▶ _Task directions_: Repeat the entire listing below line for line, keeping every word, number, and space unchanged.

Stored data
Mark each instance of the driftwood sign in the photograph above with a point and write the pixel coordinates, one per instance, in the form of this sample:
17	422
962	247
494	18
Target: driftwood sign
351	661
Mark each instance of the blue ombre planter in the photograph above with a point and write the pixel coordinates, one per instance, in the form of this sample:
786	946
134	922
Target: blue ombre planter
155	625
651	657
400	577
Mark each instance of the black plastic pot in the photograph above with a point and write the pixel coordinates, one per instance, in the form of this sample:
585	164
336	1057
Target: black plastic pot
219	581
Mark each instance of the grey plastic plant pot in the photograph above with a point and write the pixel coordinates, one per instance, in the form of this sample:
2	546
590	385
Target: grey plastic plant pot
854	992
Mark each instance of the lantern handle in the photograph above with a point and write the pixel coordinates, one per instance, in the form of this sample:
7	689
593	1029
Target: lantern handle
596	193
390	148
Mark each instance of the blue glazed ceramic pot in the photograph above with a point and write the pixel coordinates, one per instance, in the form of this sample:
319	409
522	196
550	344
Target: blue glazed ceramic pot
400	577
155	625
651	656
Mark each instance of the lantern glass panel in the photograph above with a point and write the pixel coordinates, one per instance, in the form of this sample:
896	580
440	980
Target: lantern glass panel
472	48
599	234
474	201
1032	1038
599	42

▶ _Task output_:
Mark each instance of the driftwood sign in the photograph above with a point and write the pixel coordinates, one per instance, in the form of this sample:
17	422
962	247
494	18
Target: driftwood sign
351	661
Mark each instance of the blue ombre planter in the photograph above with a point and write the pixel coordinates, one per instance, in the form of this sample:
786	946
134	922
Target: blue ombre planter
155	625
651	657
400	577
Mark each instance of the black plastic pot in the photograph above with a point and write the pixel coordinates, one per instance, in the form of this sample:
585	164
336	1057
Target: black plastic pot
219	581
Mark each instance of the grey plastic plant pot in the photograph above with a point and write the pixel coordinates, one per instance, in the form of this sample:
2	546
590	385
Target: grey plastic plant pot
854	992
Mark each instance of the lantern handle in the photograph above with a point and write the pixel coordinates, one per instance, in the form of this sample:
7	689
593	1029
Target: lantern handle
596	193
390	148
Mark each instance of the blue glazed ceramic pot in the photograph above with a point and write the pixel coordinates, one per instance, in the form of this sample:
319	409
522	196
550	344
Target: blue glazed ceramic pot
400	577
155	625
651	656
Mark each instance of the lantern glass panel in the photograph above with a point and write the pixel coordinates, one per instance, in the form of this sample:
896	580
440	980
Target: lantern glass panel
472	48
599	234
474	201
1032	1038
599	42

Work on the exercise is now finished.